PAGE:

----------

Is too dangerous to send kids to school in Venezuela...




*Why Venezuelan parents keep children at home*
_Tue, 23 May 2017 - As the political crisis in Venezuela deepens, more parents choose not to send their children to school._


> Venezuela is gripped by an ever-deepening economic and political crisis that has triggered almost daily anti-government protests since April.  Triple-digit inflation, a high crime rate and clashes between protesters and security forces have affected the lives of many, including schoolchildren.  "We're not living in normal times," says former professional football player Andrew Páez, 48, who has decided to keep his two sons at home.  Manuel, 12, and Mathias, 10, have not been to school since 19 April. "Our priority at this point is to keep them safe," Mr Páez says.  Mathias and Manuel attend La Salle Education Centre, a private school run by the Christian Brothers Catholic religious order in the western town of Mérida.
> 
> 
> 
> 
> 
> Andrew Páez and his wife Sara Yépez are not sending Manuel and Mathias to school​
> On that day, director Javier Ramírez tells me, the school was closed for independence day, but he was in his office doing some grading.  Outside, anti-government protesters were marching.  When Mr Ramírez heard some noise and went to investigate, he found a group of about 40 demonstrators had taken shelter inside the school after police had tried to disperse them.  Some of them had been injured.  Mr Ramírez called the local emergency services, who took away those too badly wounded to walk, and then he asked the remaining protesters to leave, which they did peacefully.

----------

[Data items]
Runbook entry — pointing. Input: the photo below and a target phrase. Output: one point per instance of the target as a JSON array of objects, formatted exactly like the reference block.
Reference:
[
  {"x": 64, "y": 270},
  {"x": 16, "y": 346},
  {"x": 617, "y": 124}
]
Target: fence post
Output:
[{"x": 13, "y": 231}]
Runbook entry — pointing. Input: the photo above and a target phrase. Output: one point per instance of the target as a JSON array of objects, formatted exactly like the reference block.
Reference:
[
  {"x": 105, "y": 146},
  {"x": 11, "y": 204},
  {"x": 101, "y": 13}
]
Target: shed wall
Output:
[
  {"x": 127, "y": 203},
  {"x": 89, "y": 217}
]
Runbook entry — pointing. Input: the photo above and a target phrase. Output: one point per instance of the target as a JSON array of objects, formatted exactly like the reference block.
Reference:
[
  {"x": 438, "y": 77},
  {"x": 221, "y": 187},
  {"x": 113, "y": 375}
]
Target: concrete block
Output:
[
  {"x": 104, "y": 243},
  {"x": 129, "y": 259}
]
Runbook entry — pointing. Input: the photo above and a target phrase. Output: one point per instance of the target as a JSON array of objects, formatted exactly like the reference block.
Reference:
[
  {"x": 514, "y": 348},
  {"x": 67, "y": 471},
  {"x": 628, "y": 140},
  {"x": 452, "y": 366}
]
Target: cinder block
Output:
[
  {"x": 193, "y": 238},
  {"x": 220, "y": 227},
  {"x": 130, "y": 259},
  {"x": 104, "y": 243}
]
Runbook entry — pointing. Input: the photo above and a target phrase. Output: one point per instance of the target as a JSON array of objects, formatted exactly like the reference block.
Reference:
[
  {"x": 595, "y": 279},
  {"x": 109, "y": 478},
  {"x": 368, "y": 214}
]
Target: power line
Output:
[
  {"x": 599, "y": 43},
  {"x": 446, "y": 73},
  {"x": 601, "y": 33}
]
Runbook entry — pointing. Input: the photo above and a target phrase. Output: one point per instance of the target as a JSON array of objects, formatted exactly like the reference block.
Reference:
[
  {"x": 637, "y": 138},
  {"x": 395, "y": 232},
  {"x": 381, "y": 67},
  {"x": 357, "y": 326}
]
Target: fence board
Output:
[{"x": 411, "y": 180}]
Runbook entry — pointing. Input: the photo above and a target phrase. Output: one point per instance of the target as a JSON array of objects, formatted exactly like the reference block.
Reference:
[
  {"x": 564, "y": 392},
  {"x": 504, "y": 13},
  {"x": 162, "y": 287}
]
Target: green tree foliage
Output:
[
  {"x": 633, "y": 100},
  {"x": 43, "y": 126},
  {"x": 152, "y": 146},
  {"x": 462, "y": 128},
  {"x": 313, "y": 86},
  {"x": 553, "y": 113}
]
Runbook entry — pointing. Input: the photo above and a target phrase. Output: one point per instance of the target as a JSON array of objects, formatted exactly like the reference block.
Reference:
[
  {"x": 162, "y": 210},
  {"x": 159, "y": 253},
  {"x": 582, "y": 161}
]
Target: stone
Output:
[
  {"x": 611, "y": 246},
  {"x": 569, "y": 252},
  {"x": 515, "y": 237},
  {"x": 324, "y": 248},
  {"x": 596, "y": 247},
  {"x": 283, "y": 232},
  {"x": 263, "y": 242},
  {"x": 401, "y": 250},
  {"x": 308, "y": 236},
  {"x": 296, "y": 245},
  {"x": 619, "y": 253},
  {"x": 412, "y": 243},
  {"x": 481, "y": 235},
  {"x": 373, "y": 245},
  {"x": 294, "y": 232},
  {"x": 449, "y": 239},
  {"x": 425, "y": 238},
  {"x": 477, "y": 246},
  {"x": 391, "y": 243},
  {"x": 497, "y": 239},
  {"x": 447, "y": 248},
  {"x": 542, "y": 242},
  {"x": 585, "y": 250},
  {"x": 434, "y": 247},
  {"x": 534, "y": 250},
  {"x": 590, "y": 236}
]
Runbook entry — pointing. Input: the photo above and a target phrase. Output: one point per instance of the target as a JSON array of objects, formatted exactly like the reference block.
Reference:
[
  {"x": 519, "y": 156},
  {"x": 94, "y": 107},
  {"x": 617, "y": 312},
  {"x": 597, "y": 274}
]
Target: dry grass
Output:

----------

GOAL OF THE EXERCISE:
Answer these questions from the article on Venezuelan parents keeping children at home:
(a) Since what date have Manuel and Mathias not attended school?
(b) Which religious order runs La Salle Education Centre?
(c) Approximately how many demonstrators took shelter inside the school?

TASK OUTPUT:
(a) Since 19 April.
(b) The Christian Brothers Catholic religious order.
(c) About 40.